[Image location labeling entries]
## Begin

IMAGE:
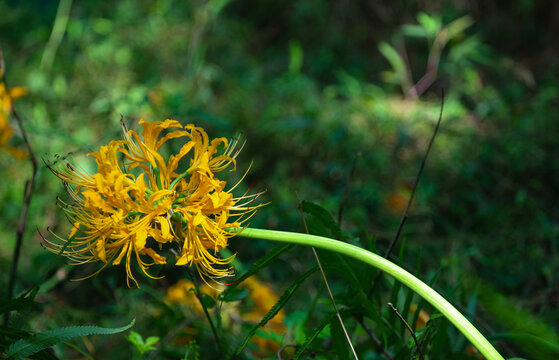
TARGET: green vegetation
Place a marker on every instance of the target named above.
(338, 102)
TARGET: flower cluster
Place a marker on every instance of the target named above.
(6, 131)
(139, 203)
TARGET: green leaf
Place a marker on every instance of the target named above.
(339, 341)
(150, 341)
(324, 219)
(24, 348)
(26, 300)
(276, 308)
(255, 267)
(311, 338)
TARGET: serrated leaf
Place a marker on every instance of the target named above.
(312, 337)
(276, 308)
(26, 347)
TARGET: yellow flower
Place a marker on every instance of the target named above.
(139, 203)
(6, 131)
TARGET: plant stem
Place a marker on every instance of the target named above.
(422, 289)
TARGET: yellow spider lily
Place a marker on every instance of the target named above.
(134, 206)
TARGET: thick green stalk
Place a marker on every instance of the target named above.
(422, 289)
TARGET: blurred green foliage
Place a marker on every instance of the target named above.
(315, 86)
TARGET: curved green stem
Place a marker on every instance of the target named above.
(422, 289)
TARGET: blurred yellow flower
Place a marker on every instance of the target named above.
(6, 131)
(263, 299)
(139, 205)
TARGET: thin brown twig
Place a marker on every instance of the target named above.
(326, 283)
(22, 223)
(417, 345)
(373, 337)
(346, 188)
(198, 294)
(412, 195)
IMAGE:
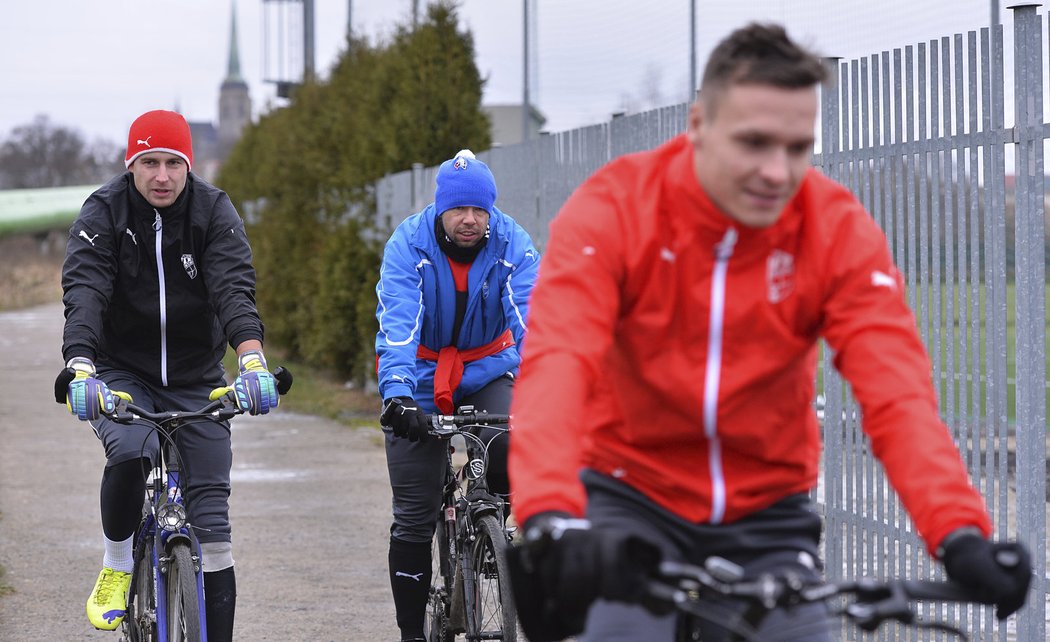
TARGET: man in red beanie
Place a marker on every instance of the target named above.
(158, 280)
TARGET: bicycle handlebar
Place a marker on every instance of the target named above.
(222, 407)
(869, 602)
(446, 426)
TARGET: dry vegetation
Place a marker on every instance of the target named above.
(30, 268)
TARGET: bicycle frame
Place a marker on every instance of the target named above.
(463, 508)
(164, 498)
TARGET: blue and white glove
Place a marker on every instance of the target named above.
(86, 396)
(255, 388)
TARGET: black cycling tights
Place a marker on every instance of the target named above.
(123, 488)
(221, 588)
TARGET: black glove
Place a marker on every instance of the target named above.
(999, 572)
(564, 565)
(403, 416)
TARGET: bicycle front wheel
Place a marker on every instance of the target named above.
(494, 608)
(184, 608)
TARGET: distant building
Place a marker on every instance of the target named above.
(211, 143)
(507, 127)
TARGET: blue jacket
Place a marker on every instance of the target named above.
(417, 305)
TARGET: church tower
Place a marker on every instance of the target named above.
(234, 102)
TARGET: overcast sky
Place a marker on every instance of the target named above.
(97, 64)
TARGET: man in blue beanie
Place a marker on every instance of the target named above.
(453, 291)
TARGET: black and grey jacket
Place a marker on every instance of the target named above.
(159, 292)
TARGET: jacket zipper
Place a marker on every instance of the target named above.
(159, 228)
(712, 374)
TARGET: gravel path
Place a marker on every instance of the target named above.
(310, 513)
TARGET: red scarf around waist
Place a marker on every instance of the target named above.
(450, 361)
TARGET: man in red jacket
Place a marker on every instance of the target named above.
(669, 370)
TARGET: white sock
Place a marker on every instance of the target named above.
(119, 555)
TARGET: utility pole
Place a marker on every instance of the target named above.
(525, 98)
(692, 52)
(308, 40)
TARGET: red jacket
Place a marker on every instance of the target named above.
(676, 350)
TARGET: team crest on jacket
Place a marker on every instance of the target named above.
(189, 266)
(779, 275)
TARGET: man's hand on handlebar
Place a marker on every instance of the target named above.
(999, 572)
(255, 387)
(404, 417)
(564, 565)
(86, 396)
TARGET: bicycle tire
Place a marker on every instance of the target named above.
(184, 607)
(436, 625)
(494, 613)
(140, 624)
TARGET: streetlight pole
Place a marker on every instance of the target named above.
(692, 52)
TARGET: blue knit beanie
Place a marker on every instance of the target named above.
(464, 181)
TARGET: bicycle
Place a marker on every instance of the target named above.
(166, 596)
(470, 583)
(698, 594)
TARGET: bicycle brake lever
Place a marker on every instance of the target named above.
(868, 615)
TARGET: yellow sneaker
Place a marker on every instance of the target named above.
(108, 602)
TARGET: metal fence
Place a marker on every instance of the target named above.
(920, 136)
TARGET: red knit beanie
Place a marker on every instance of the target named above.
(160, 130)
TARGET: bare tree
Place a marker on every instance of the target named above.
(44, 154)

## End

* [What you are asked to do]: Copy all of the records above word for word, leaving out the pictures.

* [Solution]:
IMAGE:
TARGET: green vegetation
Place a marker on every instance of the target named above.
(338, 102)
TARGET: flower cluster
Place a marker on every instance of the target named above.
(6, 131)
(139, 203)
TARGET: green leaf
Place a marker on every instance of the target named above.
(339, 341)
(150, 341)
(324, 219)
(24, 348)
(26, 300)
(276, 308)
(255, 267)
(311, 338)
TARGET: serrated leaf
Place a marker on every instance of the target named above.
(312, 337)
(276, 308)
(26, 347)
TARGET: yellow flower
Place a marker on every instance of the target named above.
(139, 203)
(6, 131)
TARGET: plant stem
Place a marker on every instance of the target named above.
(422, 289)
TARGET: yellow spider lily
Place a marker on every instance of the target named above.
(134, 206)
TARGET: thick green stalk
Place a marker on every instance of the target named above.
(422, 289)
TARGET: blurred green foliage
Place a marker on every instance of the target named above.
(315, 86)
TARGET: curved green stem
Place a marker on every instance of the target named above.
(422, 289)
TARGET: blurred yellow flower
Place a marker on every instance of the target named above.
(6, 131)
(263, 299)
(139, 205)
TARGET: thin brown twig
Place a marker on every instance of the target named above.
(326, 283)
(22, 223)
(417, 345)
(373, 337)
(346, 188)
(198, 294)
(412, 195)
IMAGE:
TARGET: man in red beanie
Place a marker on every instance of the target named above.
(158, 280)
TARGET: bicycle handlebar
Place a marker on every instance of the target named above.
(222, 407)
(869, 602)
(446, 426)
TARGET: dry vegetation
Place a marker on every instance of the target named above.
(30, 268)
TARGET: bicycle frame
Place a marker on every instance of the target named above.
(463, 508)
(164, 498)
TARGET: blue and white glove
Place a marker on every instance of the target named above.
(86, 396)
(255, 388)
TARGET: black cycling tights
Place a marker on every instance of the target named above.
(123, 488)
(221, 588)
TARGET: black glove
Place a marker on every instance of the target named above.
(999, 572)
(564, 565)
(403, 416)
TARGET: bicycle front wheel
Place a marker on every instance of the target named above.
(494, 608)
(184, 608)
TARGET: distant building
Place a marker on every instance of the target named above.
(211, 143)
(507, 127)
TARGET: blue jacket
Place a marker on every instance of the target named above.
(417, 305)
TARGET: church tower
Place a marker on every instance of the target named above.
(234, 102)
TARGET: overcast sky
Place a marker on every instance of the target named above.
(97, 64)
TARGET: man in blue beanie
Place a marker on every instance of the target named above.
(453, 291)
TARGET: black and grey jacket
Place a marker on every instance of the target named above.
(159, 292)
TARGET: jacket zipper
Place a marker on every instance of the target named above.
(159, 228)
(712, 374)
TARGET: gravel path
Place a marker on every instance of the target named above.
(310, 513)
TARGET: red scarf around waist
Place a marker on every instance of the target named above.
(450, 361)
TARGET: man in red jacket
Place a marker on every instance of the target named above.
(669, 370)
TARGET: white sock
Place a marker on every instance of the target named above.
(119, 555)
TARGET: utility pole
Place a marker on every instance of the target named above.
(525, 98)
(692, 52)
(308, 40)
TARGET: red jacket
Place a marker on every instance of the target named above.
(676, 350)
TARGET: team crest on jacket
Place a marker on every instance of the target named above.
(189, 266)
(779, 275)
TARGET: man's hand on handlebar
Place a marker on every instance of the target named above.
(999, 572)
(255, 387)
(404, 417)
(564, 565)
(86, 396)
TARGET: bicycle tire
Place a marker on every instance of the target named above.
(184, 607)
(436, 625)
(494, 613)
(140, 624)
TARGET: streetlight pole
Place a marker on every instance of the target named above.
(692, 52)
TARGET: blue knit beanie
Place a marker on every instance of the target named above.
(464, 181)
TARGET: bicycle
Place a marker on every instance of the target named above.
(166, 596)
(470, 583)
(698, 594)
TARGET: bicycle brake lever
Place a marker on every instance of the target named above.
(868, 615)
TARGET: yellow sneaker
Place a marker on every instance of the target named above.
(108, 602)
TARGET: metal fence
Place a marker on every instance of the target named above.
(920, 136)
TARGET: red knit beanie
Place a marker on every instance of the target named above.
(160, 130)
TARGET: bare tree
Place a marker on every instance of the target named above.
(44, 154)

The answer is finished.